[Region pointing data]
-=-=-

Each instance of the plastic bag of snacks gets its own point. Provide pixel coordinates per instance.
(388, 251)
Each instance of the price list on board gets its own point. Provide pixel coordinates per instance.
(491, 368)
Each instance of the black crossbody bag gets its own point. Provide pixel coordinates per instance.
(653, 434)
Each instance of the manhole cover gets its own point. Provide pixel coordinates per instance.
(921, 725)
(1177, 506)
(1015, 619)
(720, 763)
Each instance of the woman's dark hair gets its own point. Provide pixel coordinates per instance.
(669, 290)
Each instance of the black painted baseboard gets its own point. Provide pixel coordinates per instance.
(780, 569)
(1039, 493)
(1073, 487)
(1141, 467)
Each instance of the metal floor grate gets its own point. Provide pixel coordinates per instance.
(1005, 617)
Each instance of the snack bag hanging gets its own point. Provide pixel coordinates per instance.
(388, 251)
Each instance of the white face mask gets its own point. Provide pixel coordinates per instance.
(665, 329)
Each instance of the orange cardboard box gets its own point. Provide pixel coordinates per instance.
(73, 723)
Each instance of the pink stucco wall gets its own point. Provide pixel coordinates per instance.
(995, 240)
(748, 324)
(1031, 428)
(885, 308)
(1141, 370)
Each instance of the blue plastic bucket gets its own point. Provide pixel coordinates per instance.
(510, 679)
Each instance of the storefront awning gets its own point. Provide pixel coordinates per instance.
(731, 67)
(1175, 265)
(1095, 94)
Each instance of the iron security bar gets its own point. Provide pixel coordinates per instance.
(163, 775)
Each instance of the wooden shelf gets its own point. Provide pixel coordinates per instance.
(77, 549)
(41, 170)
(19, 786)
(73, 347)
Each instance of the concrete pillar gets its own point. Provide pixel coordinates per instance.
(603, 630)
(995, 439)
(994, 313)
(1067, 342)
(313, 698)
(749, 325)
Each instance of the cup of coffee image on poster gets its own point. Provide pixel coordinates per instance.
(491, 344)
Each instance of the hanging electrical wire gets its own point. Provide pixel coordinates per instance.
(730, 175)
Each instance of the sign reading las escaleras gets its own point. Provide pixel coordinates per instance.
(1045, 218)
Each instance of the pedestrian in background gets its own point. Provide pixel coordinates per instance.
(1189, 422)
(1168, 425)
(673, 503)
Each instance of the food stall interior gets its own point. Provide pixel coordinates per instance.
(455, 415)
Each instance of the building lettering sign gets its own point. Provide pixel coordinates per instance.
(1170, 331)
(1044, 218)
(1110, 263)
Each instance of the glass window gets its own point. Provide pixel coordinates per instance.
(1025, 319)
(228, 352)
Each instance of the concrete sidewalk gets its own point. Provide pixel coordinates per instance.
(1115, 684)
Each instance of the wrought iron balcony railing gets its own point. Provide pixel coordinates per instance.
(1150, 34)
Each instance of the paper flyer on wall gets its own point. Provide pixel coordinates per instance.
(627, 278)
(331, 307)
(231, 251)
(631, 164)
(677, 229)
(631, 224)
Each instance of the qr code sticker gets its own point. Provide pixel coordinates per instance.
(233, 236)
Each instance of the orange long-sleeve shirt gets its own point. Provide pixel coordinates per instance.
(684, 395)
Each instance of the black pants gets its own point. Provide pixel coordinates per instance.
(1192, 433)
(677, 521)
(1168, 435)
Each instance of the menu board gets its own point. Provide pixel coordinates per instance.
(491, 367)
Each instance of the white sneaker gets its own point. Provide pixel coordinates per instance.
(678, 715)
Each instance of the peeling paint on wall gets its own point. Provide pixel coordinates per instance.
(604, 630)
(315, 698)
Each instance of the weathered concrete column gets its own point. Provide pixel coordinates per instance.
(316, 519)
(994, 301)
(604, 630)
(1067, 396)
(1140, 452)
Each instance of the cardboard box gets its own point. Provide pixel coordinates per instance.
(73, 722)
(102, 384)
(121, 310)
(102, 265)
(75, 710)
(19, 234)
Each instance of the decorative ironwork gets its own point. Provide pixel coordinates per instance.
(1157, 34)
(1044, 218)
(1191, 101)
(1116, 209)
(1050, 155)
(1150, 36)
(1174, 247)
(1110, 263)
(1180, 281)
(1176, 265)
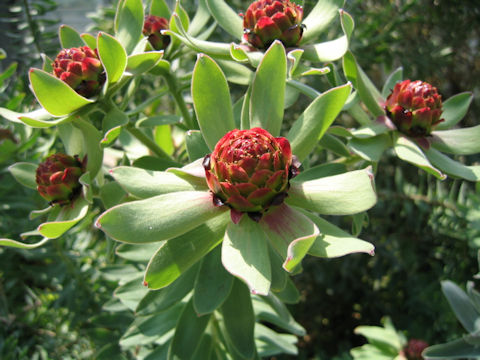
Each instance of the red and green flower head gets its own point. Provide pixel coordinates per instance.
(152, 27)
(415, 107)
(58, 178)
(81, 69)
(268, 20)
(249, 170)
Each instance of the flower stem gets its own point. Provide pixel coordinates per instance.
(149, 143)
(177, 95)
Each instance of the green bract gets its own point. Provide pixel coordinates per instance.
(184, 206)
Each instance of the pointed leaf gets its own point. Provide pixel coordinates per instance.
(129, 23)
(457, 141)
(24, 173)
(452, 167)
(316, 119)
(140, 63)
(239, 320)
(146, 183)
(461, 305)
(407, 150)
(343, 194)
(196, 146)
(334, 49)
(367, 91)
(334, 242)
(69, 37)
(226, 17)
(158, 218)
(112, 55)
(370, 149)
(454, 109)
(211, 99)
(268, 90)
(55, 95)
(20, 245)
(188, 333)
(393, 78)
(179, 254)
(245, 255)
(213, 283)
(291, 234)
(319, 18)
(68, 217)
(161, 300)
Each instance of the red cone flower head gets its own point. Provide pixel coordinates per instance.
(268, 20)
(57, 178)
(152, 27)
(415, 107)
(81, 69)
(249, 170)
(414, 349)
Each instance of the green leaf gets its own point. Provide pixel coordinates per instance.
(334, 49)
(211, 99)
(454, 109)
(461, 305)
(188, 333)
(146, 183)
(129, 23)
(319, 18)
(213, 283)
(55, 95)
(226, 17)
(69, 37)
(68, 216)
(161, 300)
(395, 77)
(136, 252)
(367, 91)
(272, 310)
(268, 90)
(316, 119)
(179, 254)
(91, 145)
(343, 194)
(112, 55)
(140, 63)
(407, 150)
(334, 242)
(160, 8)
(20, 245)
(196, 146)
(90, 40)
(200, 20)
(457, 141)
(456, 349)
(372, 148)
(158, 218)
(290, 233)
(245, 255)
(452, 167)
(239, 320)
(24, 173)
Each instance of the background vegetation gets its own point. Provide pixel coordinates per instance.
(51, 299)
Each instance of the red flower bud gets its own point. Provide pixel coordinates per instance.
(268, 20)
(81, 69)
(57, 178)
(249, 170)
(152, 27)
(415, 107)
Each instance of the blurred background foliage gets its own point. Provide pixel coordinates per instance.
(425, 231)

-=-=-

Set every record down verbatim. No pictures belong in the copy.

§ Exercise response
Each instance of the plastic bag of snacks gets its own point. Provide pixel coordinates per instance.
(388, 251)
Each instance of the price list on board gets its own point. Provide pixel coordinates per instance.
(491, 368)
Each instance of the black crossbody bag gets its own point. Provide pixel coordinates per instance.
(653, 434)
Each instance of the manhole cover gets its own point. Provide pixel coordinates per instance.
(921, 725)
(1177, 506)
(1015, 619)
(720, 763)
Each instance of the woman's dark hair gets its own point. Provide pixel coordinates per instance.
(669, 290)
Each instance of the black painted baseboard gets its own point. Provide pixel coordinates per instance.
(780, 569)
(1039, 493)
(1073, 487)
(1141, 467)
Each instance of the metal floor grate gets its own point. Provide pixel coordinates per instance.
(1005, 617)
Each instance of the snack bag hanging gets its own point. Provide pixel coordinates per instance.
(388, 251)
Each instance of the white face mask gets its own point. Provide pixel coordinates per instance.
(665, 329)
Each instance of the orange cardboard box gets its own point. Provide pixel coordinates per instance.
(73, 723)
Each instance of the pink stucco wall gets its own point. Provide pixel coordinates per instance.
(995, 240)
(748, 324)
(1031, 428)
(885, 308)
(1141, 370)
Each instance of the blue plastic bucket gets its own point. Provide pixel coordinates per instance.
(510, 679)
Each instance of the storefront awning gets its own point. Provide pixel coordinates per instance.
(731, 67)
(1175, 265)
(1095, 94)
Each instance of the iron security bar gets its own point. Provide pixel coordinates per instance.
(163, 775)
Each instance of the wooden shelf gets its own point. Provide pixel coordinates per instance.
(77, 549)
(41, 170)
(19, 786)
(73, 347)
Each instance of the concrete pillar gets its own point. Provide pixel coordinates per instance.
(603, 630)
(995, 439)
(994, 313)
(1067, 342)
(313, 698)
(749, 325)
Each instance of the cup of coffee image on poster gets its own point. Provide pixel coordinates per instance.
(491, 344)
Each instance of the hanging electrical wire gets its own point. Provide pixel coordinates per instance.
(730, 175)
Each instance of the sign reading las escaleras gets its own point. Provide pixel coordinates per instance.
(1045, 218)
Each instance of the pedestrian in background gets its own point. Provide pixel coordinates per instance.
(1189, 422)
(1168, 425)
(673, 503)
Each instance of the food stall interior gets its own point. Provide pixel coordinates per instance.
(455, 415)
Each instance of the building lettering sign gets its own point. Provide pixel coordinates per instance.
(1170, 331)
(1044, 218)
(1110, 263)
Each instance of the glass window gets its own point. Provide pixel coordinates per instance.
(1025, 319)
(228, 352)
Each instance of the concrete sidewalk gets its own point. Provide pixel coordinates per instance.
(1115, 684)
Each instance of the wrought iron balcony railing gets its own point. Provide pixel coordinates per instance.
(1150, 34)
Each instance of the paper flyer on wall gets its own point. Provide pixel coordinates per instance.
(627, 278)
(331, 307)
(231, 251)
(631, 164)
(677, 229)
(631, 224)
Each instance of the qr code sticker gets its own point. Provide pixel coordinates per instance.
(233, 236)
Each instance of the orange long-sleeve shirt gets its own point. Provide pixel coordinates per instance.
(684, 395)
Each instance of the black pants gets its own point. Provide pixel coordinates per instance.
(1192, 433)
(677, 521)
(1168, 435)
Each instance of the menu board gets its own point. Provide pixel coordinates per instance.
(491, 367)
Each instance of the white sneaker gets its own point. Provide pixel coordinates per instance.
(678, 715)
Each instance of the peeling paint on wall gets its own point. Provide pixel coordinates per instance.
(604, 630)
(315, 698)
Each instance of the weathered concrete column gets its own point. Provide pixel coordinates per instance.
(316, 519)
(994, 301)
(604, 630)
(1067, 396)
(1140, 452)
Each instance of the cardboard box gets its own point. Provide pixel coordinates per instance.
(73, 722)
(102, 384)
(121, 310)
(102, 265)
(75, 710)
(19, 234)
Each instance of the decorative ironwork gets its own point. Provide pixel coordinates per instance.
(1157, 34)
(1044, 218)
(1191, 101)
(1116, 209)
(1050, 155)
(1150, 36)
(1174, 247)
(1110, 263)
(1180, 281)
(1176, 265)
Each instance of the red and green flower head gets its own point. Provide pixel coordinates per instance.
(152, 27)
(415, 107)
(58, 178)
(81, 69)
(268, 20)
(249, 170)
Each instance of the flower stem gets its own point. Provide pixel coordinates per instance.
(149, 143)
(177, 95)
Each instance of the green bract gets its own point. Provide pixel coordinates per instance.
(184, 206)
Each instance of the pointed leaf gets its own point. Provide pixel coordinates per instance.
(129, 23)
(457, 141)
(24, 173)
(452, 167)
(316, 119)
(140, 63)
(239, 320)
(146, 183)
(461, 305)
(407, 150)
(343, 194)
(196, 146)
(334, 49)
(367, 91)
(334, 242)
(69, 37)
(226, 17)
(158, 218)
(112, 55)
(370, 149)
(454, 109)
(211, 99)
(268, 90)
(55, 95)
(20, 245)
(188, 333)
(393, 78)
(179, 254)
(245, 255)
(213, 283)
(291, 234)
(319, 18)
(68, 217)
(161, 300)
Each instance of the red cone flower head gets its own point. Provide pixel coordinates per instance.
(268, 20)
(57, 178)
(152, 27)
(415, 107)
(81, 69)
(249, 170)
(414, 349)
Each instance of the green leaf gets its own point. Provide pixel coordinates per instance.
(334, 49)
(211, 99)
(454, 109)
(461, 305)
(188, 333)
(146, 183)
(129, 23)
(319, 18)
(213, 283)
(55, 95)
(226, 17)
(69, 37)
(68, 216)
(161, 300)
(395, 77)
(136, 252)
(367, 91)
(272, 310)
(268, 90)
(316, 119)
(179, 254)
(91, 145)
(343, 194)
(112, 55)
(140, 63)
(407, 150)
(334, 242)
(160, 8)
(20, 245)
(196, 146)
(90, 40)
(200, 20)
(457, 141)
(456, 349)
(372, 148)
(158, 218)
(290, 233)
(245, 255)
(452, 167)
(239, 320)
(24, 173)
Each instance of the background vegetation gets its own point. Provide pixel coordinates per instance.
(51, 299)
Each instance of the red flower bud gets its own point. Provide pixel coordinates per instance.
(268, 20)
(81, 69)
(57, 178)
(249, 170)
(152, 27)
(415, 107)
Each instance of the blurred background foliage gets its own point. Provide pixel coordinates per instance.
(425, 231)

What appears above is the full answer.